*** Opening of INPUT DATA ***

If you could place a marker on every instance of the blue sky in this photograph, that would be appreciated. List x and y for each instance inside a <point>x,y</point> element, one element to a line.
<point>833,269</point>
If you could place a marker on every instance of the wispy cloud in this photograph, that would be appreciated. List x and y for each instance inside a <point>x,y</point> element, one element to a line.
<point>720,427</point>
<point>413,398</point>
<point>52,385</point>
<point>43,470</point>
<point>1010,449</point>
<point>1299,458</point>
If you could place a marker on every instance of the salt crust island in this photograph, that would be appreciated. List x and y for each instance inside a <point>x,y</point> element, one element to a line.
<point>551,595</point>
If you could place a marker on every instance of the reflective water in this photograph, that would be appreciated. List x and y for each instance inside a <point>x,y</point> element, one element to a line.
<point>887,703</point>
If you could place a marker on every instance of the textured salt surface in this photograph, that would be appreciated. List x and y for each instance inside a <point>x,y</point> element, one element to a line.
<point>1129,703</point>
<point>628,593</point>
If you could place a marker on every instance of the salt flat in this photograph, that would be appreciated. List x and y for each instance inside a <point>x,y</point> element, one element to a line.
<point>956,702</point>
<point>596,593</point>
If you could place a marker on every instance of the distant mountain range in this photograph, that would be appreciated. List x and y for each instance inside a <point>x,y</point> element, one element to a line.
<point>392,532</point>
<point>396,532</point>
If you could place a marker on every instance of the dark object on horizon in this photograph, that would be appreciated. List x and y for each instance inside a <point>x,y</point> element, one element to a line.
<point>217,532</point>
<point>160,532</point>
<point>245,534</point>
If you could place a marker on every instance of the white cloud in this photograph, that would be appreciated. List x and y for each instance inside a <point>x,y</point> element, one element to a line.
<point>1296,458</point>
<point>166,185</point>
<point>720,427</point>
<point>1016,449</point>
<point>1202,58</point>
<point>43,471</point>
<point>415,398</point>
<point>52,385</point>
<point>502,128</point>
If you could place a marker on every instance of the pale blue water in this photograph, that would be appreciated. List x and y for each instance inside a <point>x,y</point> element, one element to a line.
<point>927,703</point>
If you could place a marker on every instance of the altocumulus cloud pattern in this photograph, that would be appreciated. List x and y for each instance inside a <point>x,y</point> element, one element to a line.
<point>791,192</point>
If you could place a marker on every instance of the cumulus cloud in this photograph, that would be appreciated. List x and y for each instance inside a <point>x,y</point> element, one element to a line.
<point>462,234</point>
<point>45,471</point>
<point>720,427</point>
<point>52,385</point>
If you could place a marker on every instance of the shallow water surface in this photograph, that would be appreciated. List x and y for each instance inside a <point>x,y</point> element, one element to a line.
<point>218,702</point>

*** Close of INPUT DATA ***

• [WHAT TO PRODUCE] Return all of the entries exactly as written.

• [ANSWER AREA]
If you could place a marker on every instance of the blue sky in this photograph, that would be appreciated. List x and y for each instance inside a <point>x,y</point> element, one element to a line.
<point>833,269</point>
If you could place a marker on every instance of the wispy cloud in this photograph, that would be appreciated. List x and y for each instance inside a <point>x,y</point> element, one element to a line.
<point>720,427</point>
<point>413,398</point>
<point>52,385</point>
<point>43,470</point>
<point>1010,449</point>
<point>1299,458</point>
If you could place a marker on every instance of the salt crust island in this photograph, that would be appreciated. List x and y for each instance inside a <point>x,y</point> element, one element to a line.
<point>551,595</point>
If you could place a marker on every instance of the reflective water in this photograph, that would be appreciated. List x and y for each instance inside a <point>x,y</point> element, one element to a line.
<point>887,703</point>
If you could place a marker on every instance of the textured salt surface in this photograph, that would be appreciated. List x and y for each instance inside a <point>x,y</point> element, one element to a line.
<point>1129,703</point>
<point>628,593</point>
If you could place a marker on every instance of the salt flat in this photograph, that would be appreciated. List x and y for each instance inside a <point>x,y</point> element, one element to a line.
<point>956,702</point>
<point>596,593</point>
If you could place a marker on every instance of the distant mountain range in this photograph, that would be appreciated. List x and y for each instance inside a <point>x,y</point> element, one element to a line.
<point>392,532</point>
<point>396,532</point>
If you could place a marker on every instance of the dark object on horizon in this photograph, that would be appreciated. List x and y for each instance inside a <point>x,y</point> element, one element to a line.
<point>217,532</point>
<point>160,532</point>
<point>245,534</point>
If you could place a marker on every instance of the white cloud in this photograph, that would be appreciated. List x and y for each instance inside a <point>x,y</point> element, one element to a line.
<point>1296,458</point>
<point>166,185</point>
<point>720,427</point>
<point>1016,449</point>
<point>1202,58</point>
<point>43,471</point>
<point>415,398</point>
<point>52,385</point>
<point>502,128</point>
If you could place a marker on every instance of the pale blue water in this photograph, that would be appreciated. List x and y for each instance inside a <point>x,y</point> element, one element to a line.
<point>927,703</point>
If you could place a marker on every instance of the altocumulus cloud pattern in this photograph, that would be appreciated. List x and y for each instance inside a <point>x,y</point> element, one element to a line.
<point>791,192</point>
If you could place a marker on every instance of the cumulus cloud in this photograph, that would be appreciated. List x and y for each instance inside a <point>x,y</point> element, one element to a line.
<point>462,234</point>
<point>45,471</point>
<point>720,427</point>
<point>52,385</point>
If you could place a marker on every instance of the shallow water surface in this photograph, that would be appreciated. List x and y for each instance inside a <point>x,y</point> element, one element to a line.
<point>218,702</point>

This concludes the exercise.